Required task 1
Using the blog post on miscast actors below, decide whether each statement agrees with it. Answer yes or no for each, and quote the words that settle it: (a) The post says George Clooney is not Batman. (b) George found Denise Richards unconvincing as a nuclear scientist. (c) Chad Eagleton lists Keanu Reeves as Buddha.
Required task 2
Revise the entries from the line with "Where can you see the polish" to the line with "<point>678,450</point>" by changing "Target" to "Object". Return only those lines, with nothing else altered.

Wednesday, August 21, 2013

Good actors miscast



So many, many examples but this one is near the top of my list. George Clooney is not Batman and never will be. Why did anyone think he was? Understanding who is Batman is part of the game.

It is hard to separate miscasts in bad movies like this one though. Or Tom Hanks in BONFIRE or Kevin Costner in ROBIN HOOD.

Who else?

65 comments:

Anonymous said...

All good choices (I mean, bad choices).

#1 has to be Tom Cruise as Jack Reacher
Katherine Heigl as Stephanie Plum
Lucille Ball as Mame


Jeff M.

Anonymous said...

Whoopi Goldberg as Bernie Rhodenbarr
Dean Martin as Matt Helm
Kathleen Turner as V. I. Warshawski


Jeff M.

Chad Eagleton said...

My list probably doesn't fit under your "good actors" part, but Hollywood makes tons of terrible casting choices:

John Wayne -- Genghis Khan
Keanu Reeves -- Buddha
Keanu Reeves -- John Constantine
Ryan Reynolds -- Hal Jordan
Colin Farrel -- Alexander the Great
Kate Bosworth -- Lois Lane
Johnny Depp -- Tonto
Denise Richards -- the Bond film where she's supposed to be a nuclear scientist
Sofia Coppola -- Godfather III
Hayden Christensen -- Star Wars Prequels
Liev Schreiber -- Sabertooth
Leonard DiCaprio -- Gangs of New York

pattinase (abbott) said...

I think Johnny Depp has been making a lot of bad choices and I wonder if his heart is still in it. These are great choices. I guess it is easier than it seems. What about Edward G. Robinson in--what epic was it? Or Tony Curtis?
Nicholas Cage seems miscast in practically anything. But LEAVING LAS VEGAS redeems him a bit.

Anonymous said...

Some excellent choices there, Chad - the Duke as Genghis Khan is a classic, though not in the way he hoped. 100% agree on the awful Christensen too, but don't let Bill Crider hear you slam his favorite Bond girl!

Jeff M.

Anonymous said...

Edward G. Robinson as Dathan in THE TEN COMMANDMENTS - another classic, Patti. "Where's your Moses now? Where's your Saviour now?"

Perfect.


Jeff M.

Anonymous said...

Here's a quote about a movie Jackie watched but I didn't:

In a truly remarkable case of bad casting within bad casting, Sidney Lumet's "A Stranger Among Us" features blonde, baby-voiced Melanie Griffith as a hardened New York City homicide detective who goes undercover as a member of the Hasidic community to solve a murder.

Jeff M.

pattinase (abbott) said...

I think that is a classic for sure.

George said...

I found Denise Richards utterly convincing as a nuclear scientist in THE WORLD IS NOT ENOUGH. Robin Williams as Eisenhower, Liev Schreiber as LBJ, and John Cusack as Nixon all miscast in THE BUTLER.

Excerpted records
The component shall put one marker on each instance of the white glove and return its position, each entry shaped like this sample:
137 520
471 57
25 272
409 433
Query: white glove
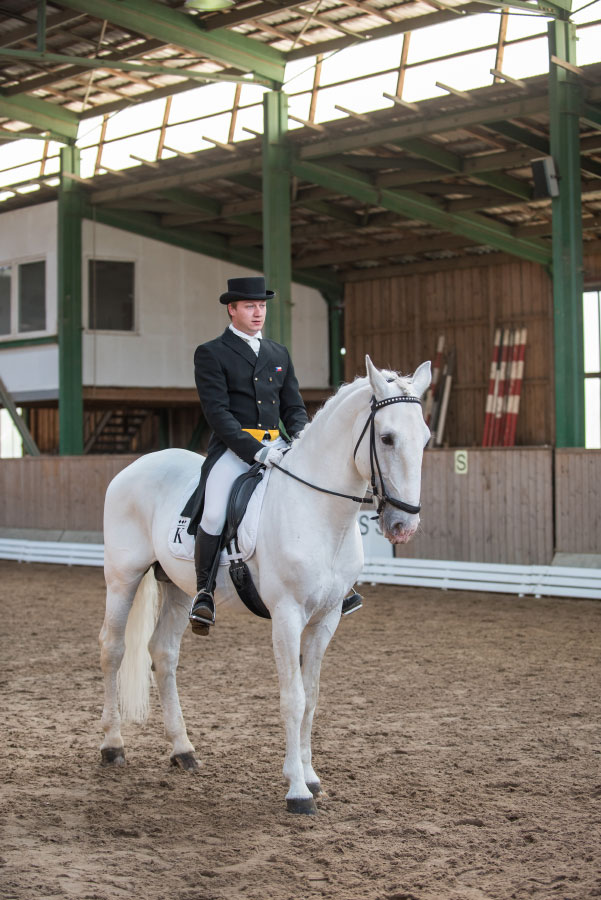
269 456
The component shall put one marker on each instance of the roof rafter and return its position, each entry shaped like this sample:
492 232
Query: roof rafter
171 26
470 225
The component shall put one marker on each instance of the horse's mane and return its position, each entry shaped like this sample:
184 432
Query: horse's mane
402 382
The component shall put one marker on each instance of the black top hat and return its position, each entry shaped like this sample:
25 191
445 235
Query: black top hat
246 289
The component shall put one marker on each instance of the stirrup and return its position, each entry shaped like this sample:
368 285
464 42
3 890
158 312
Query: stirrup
203 611
351 603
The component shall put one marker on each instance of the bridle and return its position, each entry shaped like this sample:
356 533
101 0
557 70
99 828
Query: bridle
381 495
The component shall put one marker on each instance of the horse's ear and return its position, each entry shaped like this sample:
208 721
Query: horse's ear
422 378
378 383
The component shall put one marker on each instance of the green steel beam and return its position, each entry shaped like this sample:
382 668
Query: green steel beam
99 62
39 114
174 27
69 251
335 309
523 136
213 245
207 208
454 163
591 115
277 249
471 225
29 445
565 101
423 125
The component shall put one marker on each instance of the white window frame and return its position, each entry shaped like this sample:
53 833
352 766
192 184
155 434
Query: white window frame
106 257
14 334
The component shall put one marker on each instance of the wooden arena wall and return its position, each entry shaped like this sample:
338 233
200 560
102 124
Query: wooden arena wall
397 319
513 505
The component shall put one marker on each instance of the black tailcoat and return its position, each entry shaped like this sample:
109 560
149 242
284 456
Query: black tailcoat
238 389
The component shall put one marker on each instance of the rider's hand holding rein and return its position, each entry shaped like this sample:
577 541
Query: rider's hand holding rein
269 456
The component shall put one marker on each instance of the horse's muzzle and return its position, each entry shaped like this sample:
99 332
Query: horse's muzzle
398 528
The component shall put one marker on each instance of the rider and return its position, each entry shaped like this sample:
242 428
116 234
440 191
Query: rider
246 384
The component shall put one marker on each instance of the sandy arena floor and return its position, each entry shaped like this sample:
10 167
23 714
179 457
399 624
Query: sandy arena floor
458 738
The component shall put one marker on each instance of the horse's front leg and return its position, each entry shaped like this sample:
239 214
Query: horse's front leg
286 633
314 643
164 650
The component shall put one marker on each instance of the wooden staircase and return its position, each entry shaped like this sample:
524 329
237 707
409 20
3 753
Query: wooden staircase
119 431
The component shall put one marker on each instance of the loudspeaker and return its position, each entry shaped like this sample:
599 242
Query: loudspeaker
546 180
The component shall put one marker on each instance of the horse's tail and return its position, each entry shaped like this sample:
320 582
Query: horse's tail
134 676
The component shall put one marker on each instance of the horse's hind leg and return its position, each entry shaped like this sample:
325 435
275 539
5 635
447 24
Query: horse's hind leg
315 640
119 598
164 650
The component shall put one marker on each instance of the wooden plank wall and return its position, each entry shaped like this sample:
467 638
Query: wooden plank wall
578 501
397 320
500 511
65 493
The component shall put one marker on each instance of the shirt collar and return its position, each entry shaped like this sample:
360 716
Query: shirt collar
246 337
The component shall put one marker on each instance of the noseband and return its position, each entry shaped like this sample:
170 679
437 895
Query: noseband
383 497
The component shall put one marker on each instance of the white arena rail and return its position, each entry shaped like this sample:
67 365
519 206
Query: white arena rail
53 552
548 581
537 581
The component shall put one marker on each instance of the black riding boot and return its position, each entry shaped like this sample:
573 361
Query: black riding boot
351 603
206 546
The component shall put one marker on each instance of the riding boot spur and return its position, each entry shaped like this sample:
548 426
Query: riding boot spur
202 615
351 603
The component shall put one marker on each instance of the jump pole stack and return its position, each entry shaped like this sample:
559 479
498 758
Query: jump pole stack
504 387
492 391
515 387
432 392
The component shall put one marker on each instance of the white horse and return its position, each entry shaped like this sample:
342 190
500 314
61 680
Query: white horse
308 555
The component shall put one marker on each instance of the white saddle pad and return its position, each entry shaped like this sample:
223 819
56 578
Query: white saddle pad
181 544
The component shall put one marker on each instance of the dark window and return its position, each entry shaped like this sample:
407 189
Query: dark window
32 296
110 295
4 299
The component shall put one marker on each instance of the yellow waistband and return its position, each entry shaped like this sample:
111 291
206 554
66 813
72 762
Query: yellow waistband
260 434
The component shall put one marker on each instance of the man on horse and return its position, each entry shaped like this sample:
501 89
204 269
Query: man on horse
246 385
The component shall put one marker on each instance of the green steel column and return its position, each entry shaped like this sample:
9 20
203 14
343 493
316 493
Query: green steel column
277 263
70 393
334 301
564 99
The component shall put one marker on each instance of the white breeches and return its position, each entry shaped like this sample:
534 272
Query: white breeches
219 484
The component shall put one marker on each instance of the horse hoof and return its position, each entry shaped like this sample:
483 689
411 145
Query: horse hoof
113 756
315 788
185 761
304 806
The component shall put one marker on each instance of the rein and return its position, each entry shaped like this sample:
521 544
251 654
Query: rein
383 497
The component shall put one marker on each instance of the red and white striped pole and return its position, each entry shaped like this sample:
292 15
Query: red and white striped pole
433 389
502 386
516 390
490 399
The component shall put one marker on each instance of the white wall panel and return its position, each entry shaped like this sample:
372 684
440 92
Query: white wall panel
177 307
30 372
30 234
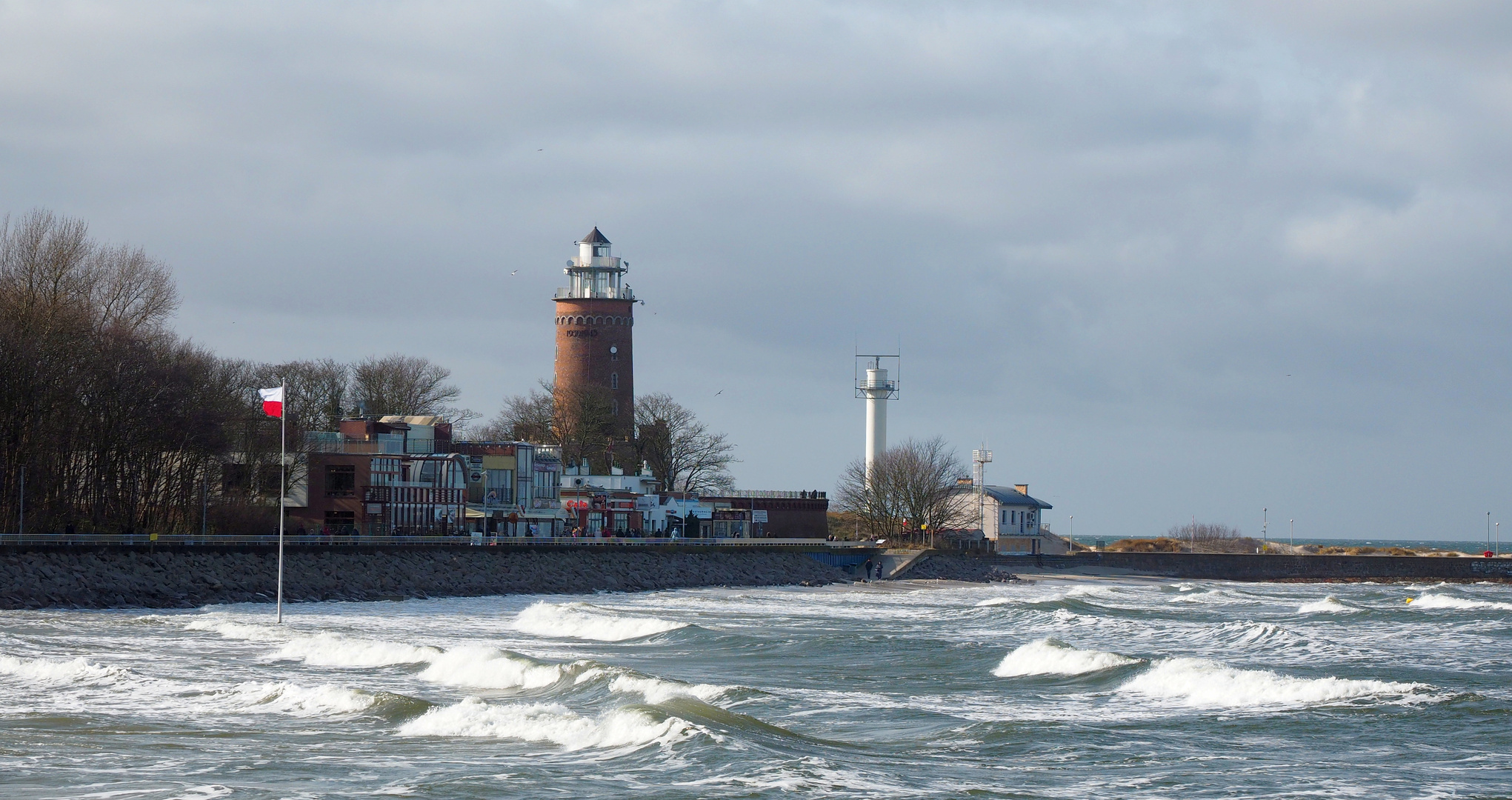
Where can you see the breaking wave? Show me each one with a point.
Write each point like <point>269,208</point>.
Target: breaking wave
<point>582,621</point>
<point>1461,604</point>
<point>549,723</point>
<point>1257,634</point>
<point>1051,657</point>
<point>656,690</point>
<point>1208,684</point>
<point>296,701</point>
<point>55,672</point>
<point>235,630</point>
<point>493,669</point>
<point>1326,605</point>
<point>342,650</point>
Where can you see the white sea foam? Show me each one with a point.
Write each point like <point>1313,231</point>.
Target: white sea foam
<point>1461,604</point>
<point>342,650</point>
<point>56,673</point>
<point>1326,605</point>
<point>1257,634</point>
<point>1050,657</point>
<point>656,690</point>
<point>1202,682</point>
<point>322,701</point>
<point>547,721</point>
<point>489,667</point>
<point>1199,598</point>
<point>235,630</point>
<point>582,621</point>
<point>1033,599</point>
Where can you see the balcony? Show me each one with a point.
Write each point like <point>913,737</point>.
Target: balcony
<point>587,293</point>
<point>373,445</point>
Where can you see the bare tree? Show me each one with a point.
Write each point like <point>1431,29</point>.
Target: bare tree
<point>681,451</point>
<point>524,418</point>
<point>402,384</point>
<point>129,291</point>
<point>316,392</point>
<point>907,489</point>
<point>584,424</point>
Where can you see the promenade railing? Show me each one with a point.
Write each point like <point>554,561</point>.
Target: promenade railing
<point>410,540</point>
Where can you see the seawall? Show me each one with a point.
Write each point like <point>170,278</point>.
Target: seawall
<point>187,576</point>
<point>1270,567</point>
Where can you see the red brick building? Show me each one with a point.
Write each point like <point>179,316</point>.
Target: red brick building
<point>595,319</point>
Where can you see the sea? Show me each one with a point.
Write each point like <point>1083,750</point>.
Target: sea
<point>1465,547</point>
<point>1059,688</point>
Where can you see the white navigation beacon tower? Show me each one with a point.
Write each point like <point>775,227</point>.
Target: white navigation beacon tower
<point>877,389</point>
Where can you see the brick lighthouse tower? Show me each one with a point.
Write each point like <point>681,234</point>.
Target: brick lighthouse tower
<point>595,316</point>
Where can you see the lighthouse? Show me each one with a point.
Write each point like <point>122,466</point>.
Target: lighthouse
<point>877,389</point>
<point>595,318</point>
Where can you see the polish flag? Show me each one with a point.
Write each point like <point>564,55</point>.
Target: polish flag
<point>273,401</point>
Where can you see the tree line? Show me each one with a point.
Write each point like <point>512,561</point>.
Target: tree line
<point>907,492</point>
<point>111,422</point>
<point>678,450</point>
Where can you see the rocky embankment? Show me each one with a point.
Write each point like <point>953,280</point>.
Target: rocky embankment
<point>187,579</point>
<point>957,567</point>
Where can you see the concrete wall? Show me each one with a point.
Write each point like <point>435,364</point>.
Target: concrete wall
<point>1273,567</point>
<point>185,576</point>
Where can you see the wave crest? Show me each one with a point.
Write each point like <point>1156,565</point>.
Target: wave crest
<point>582,621</point>
<point>53,672</point>
<point>493,669</point>
<point>1051,657</point>
<point>296,701</point>
<point>1459,604</point>
<point>1326,605</point>
<point>1202,682</point>
<point>342,650</point>
<point>550,723</point>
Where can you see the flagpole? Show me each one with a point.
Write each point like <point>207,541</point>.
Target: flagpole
<point>283,425</point>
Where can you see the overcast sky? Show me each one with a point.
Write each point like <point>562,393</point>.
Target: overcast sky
<point>1165,259</point>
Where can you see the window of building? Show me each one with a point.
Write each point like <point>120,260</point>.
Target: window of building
<point>341,480</point>
<point>235,479</point>
<point>341,522</point>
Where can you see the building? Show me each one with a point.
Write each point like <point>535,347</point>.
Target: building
<point>1009,518</point>
<point>513,489</point>
<point>406,477</point>
<point>595,319</point>
<point>775,515</point>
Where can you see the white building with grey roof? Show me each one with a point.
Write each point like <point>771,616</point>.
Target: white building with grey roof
<point>1009,518</point>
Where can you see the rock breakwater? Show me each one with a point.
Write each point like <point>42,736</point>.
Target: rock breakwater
<point>957,567</point>
<point>114,578</point>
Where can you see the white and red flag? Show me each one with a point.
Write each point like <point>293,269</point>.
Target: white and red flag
<point>273,401</point>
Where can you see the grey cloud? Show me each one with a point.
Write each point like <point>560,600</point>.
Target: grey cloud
<point>1104,233</point>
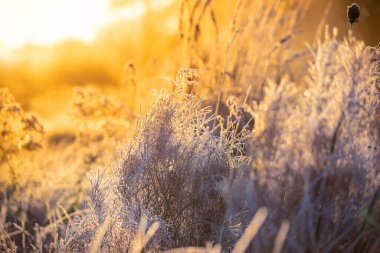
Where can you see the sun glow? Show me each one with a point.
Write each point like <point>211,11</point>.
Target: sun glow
<point>48,21</point>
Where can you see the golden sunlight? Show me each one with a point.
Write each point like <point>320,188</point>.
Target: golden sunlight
<point>49,21</point>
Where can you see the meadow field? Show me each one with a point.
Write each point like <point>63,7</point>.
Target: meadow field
<point>198,126</point>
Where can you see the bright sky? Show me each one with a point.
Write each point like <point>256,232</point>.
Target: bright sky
<point>47,21</point>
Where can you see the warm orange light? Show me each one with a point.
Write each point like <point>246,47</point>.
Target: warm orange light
<point>48,21</point>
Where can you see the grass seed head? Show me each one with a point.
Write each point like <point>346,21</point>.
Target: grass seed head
<point>353,13</point>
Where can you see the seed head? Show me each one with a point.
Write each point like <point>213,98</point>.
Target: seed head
<point>353,13</point>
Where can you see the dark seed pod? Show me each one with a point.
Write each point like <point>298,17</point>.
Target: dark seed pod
<point>353,13</point>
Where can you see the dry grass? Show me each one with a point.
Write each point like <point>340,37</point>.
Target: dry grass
<point>289,163</point>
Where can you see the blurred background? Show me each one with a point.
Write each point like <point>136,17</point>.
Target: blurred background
<point>49,46</point>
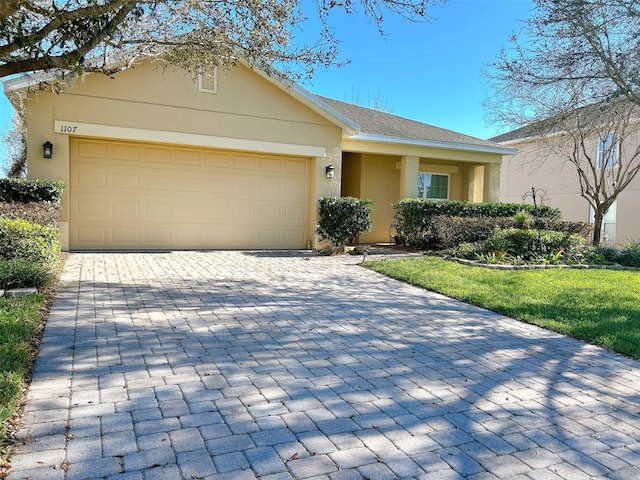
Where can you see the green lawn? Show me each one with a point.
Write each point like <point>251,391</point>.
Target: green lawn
<point>598,306</point>
<point>20,318</point>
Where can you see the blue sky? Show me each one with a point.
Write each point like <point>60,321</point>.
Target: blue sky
<point>430,72</point>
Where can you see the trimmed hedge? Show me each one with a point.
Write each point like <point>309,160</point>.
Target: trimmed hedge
<point>43,213</point>
<point>415,217</point>
<point>21,190</point>
<point>343,218</point>
<point>23,240</point>
<point>452,231</point>
<point>526,243</point>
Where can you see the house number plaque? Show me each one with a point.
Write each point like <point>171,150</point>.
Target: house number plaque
<point>66,127</point>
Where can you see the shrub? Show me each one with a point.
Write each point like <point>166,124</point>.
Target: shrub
<point>579,228</point>
<point>414,217</point>
<point>629,258</point>
<point>19,273</point>
<point>527,243</point>
<point>451,231</point>
<point>523,220</point>
<point>43,213</point>
<point>20,190</point>
<point>342,218</point>
<point>20,239</point>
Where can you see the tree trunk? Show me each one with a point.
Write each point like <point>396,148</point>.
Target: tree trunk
<point>598,217</point>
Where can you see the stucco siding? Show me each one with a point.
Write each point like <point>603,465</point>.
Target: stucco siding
<point>164,105</point>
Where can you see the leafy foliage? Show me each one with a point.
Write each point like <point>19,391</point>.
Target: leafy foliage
<point>527,244</point>
<point>21,190</point>
<point>415,218</point>
<point>20,273</point>
<point>343,218</point>
<point>109,35</point>
<point>19,320</point>
<point>572,81</point>
<point>20,239</point>
<point>43,213</point>
<point>15,142</point>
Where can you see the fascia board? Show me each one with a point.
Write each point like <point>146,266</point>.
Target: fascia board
<point>434,144</point>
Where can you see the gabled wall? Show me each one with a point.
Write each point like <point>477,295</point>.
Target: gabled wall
<point>153,104</point>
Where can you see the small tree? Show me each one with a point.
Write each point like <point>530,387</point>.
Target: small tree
<point>342,218</point>
<point>573,84</point>
<point>15,142</point>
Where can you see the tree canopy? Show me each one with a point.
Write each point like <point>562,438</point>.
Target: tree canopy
<point>110,35</point>
<point>571,78</point>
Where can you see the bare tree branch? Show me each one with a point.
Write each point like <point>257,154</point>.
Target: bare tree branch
<point>107,35</point>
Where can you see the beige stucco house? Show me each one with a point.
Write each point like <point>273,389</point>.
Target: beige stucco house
<point>537,165</point>
<point>237,159</point>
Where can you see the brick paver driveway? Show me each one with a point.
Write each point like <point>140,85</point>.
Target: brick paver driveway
<point>274,365</point>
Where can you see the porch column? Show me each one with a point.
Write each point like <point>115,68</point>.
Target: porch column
<point>476,183</point>
<point>492,182</point>
<point>409,169</point>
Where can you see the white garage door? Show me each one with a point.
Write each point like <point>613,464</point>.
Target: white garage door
<point>126,195</point>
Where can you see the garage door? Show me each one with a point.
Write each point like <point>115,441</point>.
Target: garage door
<point>126,195</point>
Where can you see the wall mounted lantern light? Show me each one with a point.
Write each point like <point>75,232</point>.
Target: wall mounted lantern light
<point>330,171</point>
<point>47,149</point>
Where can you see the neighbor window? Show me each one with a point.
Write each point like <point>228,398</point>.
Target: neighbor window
<point>608,151</point>
<point>608,234</point>
<point>433,186</point>
<point>208,82</point>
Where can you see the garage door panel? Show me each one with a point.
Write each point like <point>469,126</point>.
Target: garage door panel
<point>271,165</point>
<point>245,162</point>
<point>91,148</point>
<point>126,152</point>
<point>126,209</point>
<point>92,235</point>
<point>161,155</point>
<point>218,160</point>
<point>89,207</point>
<point>125,236</point>
<point>295,193</point>
<point>89,179</point>
<point>125,180</point>
<point>297,167</point>
<point>156,237</point>
<point>127,195</point>
<point>295,215</point>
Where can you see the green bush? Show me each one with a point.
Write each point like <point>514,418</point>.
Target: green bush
<point>527,243</point>
<point>19,273</point>
<point>452,231</point>
<point>20,239</point>
<point>21,190</point>
<point>414,217</point>
<point>43,213</point>
<point>343,218</point>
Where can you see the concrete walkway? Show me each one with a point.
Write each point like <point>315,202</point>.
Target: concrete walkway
<point>239,365</point>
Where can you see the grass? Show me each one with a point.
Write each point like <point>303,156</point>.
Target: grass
<point>20,320</point>
<point>597,306</point>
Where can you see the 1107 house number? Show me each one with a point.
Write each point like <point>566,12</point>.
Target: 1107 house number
<point>67,128</point>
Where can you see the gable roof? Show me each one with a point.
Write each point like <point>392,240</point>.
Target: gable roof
<point>356,122</point>
<point>388,128</point>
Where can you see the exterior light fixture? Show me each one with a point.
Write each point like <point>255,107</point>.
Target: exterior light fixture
<point>330,171</point>
<point>47,149</point>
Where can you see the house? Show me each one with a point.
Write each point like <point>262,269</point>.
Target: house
<point>537,165</point>
<point>237,159</point>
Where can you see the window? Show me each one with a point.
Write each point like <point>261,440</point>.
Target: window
<point>608,151</point>
<point>433,186</point>
<point>608,233</point>
<point>208,83</point>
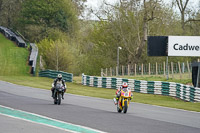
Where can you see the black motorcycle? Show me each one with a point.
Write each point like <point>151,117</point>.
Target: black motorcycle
<point>59,90</point>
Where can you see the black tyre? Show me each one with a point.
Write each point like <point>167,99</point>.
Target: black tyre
<point>118,109</point>
<point>59,98</point>
<point>125,108</point>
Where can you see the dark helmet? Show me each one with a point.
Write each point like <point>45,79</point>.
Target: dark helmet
<point>59,76</point>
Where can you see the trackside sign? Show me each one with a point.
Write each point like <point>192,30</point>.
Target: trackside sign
<point>183,45</point>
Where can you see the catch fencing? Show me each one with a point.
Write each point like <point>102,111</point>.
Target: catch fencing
<point>68,77</point>
<point>171,69</point>
<point>33,57</point>
<point>181,91</point>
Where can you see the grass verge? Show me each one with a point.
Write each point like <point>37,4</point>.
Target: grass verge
<point>78,89</point>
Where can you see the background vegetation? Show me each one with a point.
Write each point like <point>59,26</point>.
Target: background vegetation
<point>76,45</point>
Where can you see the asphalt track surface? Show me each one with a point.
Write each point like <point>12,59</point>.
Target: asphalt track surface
<point>91,112</point>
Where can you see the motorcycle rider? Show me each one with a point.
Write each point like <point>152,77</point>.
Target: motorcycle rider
<point>118,92</point>
<point>59,80</point>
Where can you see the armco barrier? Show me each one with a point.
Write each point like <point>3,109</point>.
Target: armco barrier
<point>68,77</point>
<point>184,92</point>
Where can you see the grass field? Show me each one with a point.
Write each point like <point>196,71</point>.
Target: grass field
<point>13,60</point>
<point>14,69</point>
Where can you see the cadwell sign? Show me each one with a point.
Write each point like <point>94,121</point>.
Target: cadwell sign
<point>183,45</point>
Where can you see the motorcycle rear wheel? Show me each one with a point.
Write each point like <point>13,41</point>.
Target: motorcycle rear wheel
<point>118,109</point>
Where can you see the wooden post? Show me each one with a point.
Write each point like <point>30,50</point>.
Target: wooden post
<point>116,71</point>
<point>142,69</point>
<point>164,68</point>
<point>135,70</point>
<point>188,66</point>
<point>128,70</point>
<point>149,69</point>
<point>179,67</point>
<point>122,70</point>
<point>156,68</point>
<point>172,69</point>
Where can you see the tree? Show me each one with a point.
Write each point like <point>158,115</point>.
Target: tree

Task response 1
(a) Yes: "George Clooney is not Batman and never will be."
(b) No: "I found Denise Richards utterly convincing as a nuclear scientist in THE WORLD IS NOT ENOUGH."
(c) Yes: "Keanu Reeves -- Buddha"

Task response 2
Where can you see the polish flag? Show me each one with a point.
Write each point like <point>564,55</point>.
Object: polish flag
<point>273,401</point>
Where can you see the tree line? Show me each one with a point.
Write each point like <point>512,561</point>.
Object: tree line
<point>907,492</point>
<point>111,422</point>
<point>678,450</point>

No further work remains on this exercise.